• 页面摘录:
------------------------------------

是的,这肯定是可能的。我创建了一个名为replaceWithRandomFromRegexes的函数来完成这项任务。

http://jsfiddle.net/KZyZW/2/

for(var i = 0; i < 10; i++){
document.body.innerHTML += (replaceWithRandomFromRegexes("You aren't a crackpot! You're a prodigy!", ["(genius|prodigy)", "(freak|loony|crackpot|crank|crazy)", "(You're |You are |Thou art )", "(aren't|ain't|are not)"]))+"<br/>";
}

function replaceWithRandomFromRegexes(theString, theRegexes) {
    //alert(theRegexes);
    for (var i = 0; i < theRegexes.length; i++) {
        theString = globalReplaceWithRandomFromRegex(theString, theRegexes[i]);
        //alert(theRegexes[i]);
    }
    //alert("All the regexes: " + theRegexes);
    return theString;
}

function globalReplaceWithRandomFromRegex(theString, theRegexString) {
    var theRegex = new RegExp(theRegexString, "gi");
    //replace all matches of theRegex with '<thing to replace>'
    theString = theString.replace(theRegex, "<thing to replace>")

------------------------------------

• 提取信息:
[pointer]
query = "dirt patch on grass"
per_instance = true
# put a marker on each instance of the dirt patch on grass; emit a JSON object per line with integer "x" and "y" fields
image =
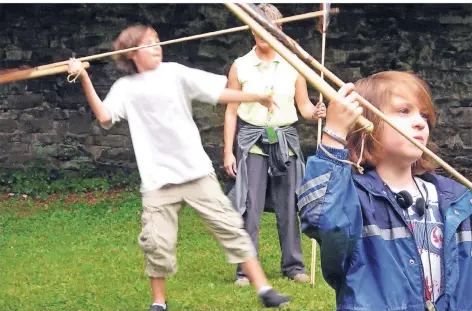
{"x": 24, "y": 205}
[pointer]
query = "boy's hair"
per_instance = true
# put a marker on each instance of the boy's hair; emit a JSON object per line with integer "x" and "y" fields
{"x": 380, "y": 89}
{"x": 129, "y": 38}
{"x": 270, "y": 11}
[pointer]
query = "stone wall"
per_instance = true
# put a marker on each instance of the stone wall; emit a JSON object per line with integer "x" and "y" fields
{"x": 48, "y": 118}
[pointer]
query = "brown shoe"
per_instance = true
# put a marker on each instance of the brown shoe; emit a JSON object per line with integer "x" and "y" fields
{"x": 301, "y": 278}
{"x": 241, "y": 282}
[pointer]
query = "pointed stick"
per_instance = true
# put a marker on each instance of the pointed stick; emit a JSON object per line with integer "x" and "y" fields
{"x": 189, "y": 38}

------------------------------------

• 任务要求 1: 请统计数据行中含有字符串"wall"的行数,区分大小写,只回答一个数字。
• 任务要求 2: 请接着正则随机替换示例最后显示的那一行往下续写。
这段正则随机替换示例与上面的数据行互不相关。

• 任务结果 1: 2

• 任务结果 2:
    //replace the first match of '<thing>'

    while (theString.indexOf("<thing to replace>") != -1) {
        theString = theString.replace("<thing to replace>", getRandomStringFromNestedParentheses(theRegexString));
    }

    //alert(theString);
    return theString;
}

function getRandomStringFromNestedParentheses(theString) {
    while (theString.indexOf("(") != -1) {
        theString = replaceInFirstParentheses(theString);
    }
    return theString;
}

function replaceInFirstParentheses(theString) {
    //find the index of the first parentheses
    var parenthesesIndex = theString.indexOf("(");
    var randomString = getRandomStringInsideParentheses(theString, parenthesesIndex);
    //alert(randomString);

    //theString = theString.replace();

    //find the string to replace
    var stringToReplace = theString.substring(parenthesesIndex, getCorrespondingParenthesesIndex(theString, parenthesesIndex) + 1);
    //alert(stringToReplace);
    theString = theString.replace(stringToReplace, randomString);
    //alert(theString);
    return theString;
}

function getRandomStringInsideParentheses(string, parenthesesIndex) {
    var stringArray = getStringsInsideParentheses(string, parenthesesIndex)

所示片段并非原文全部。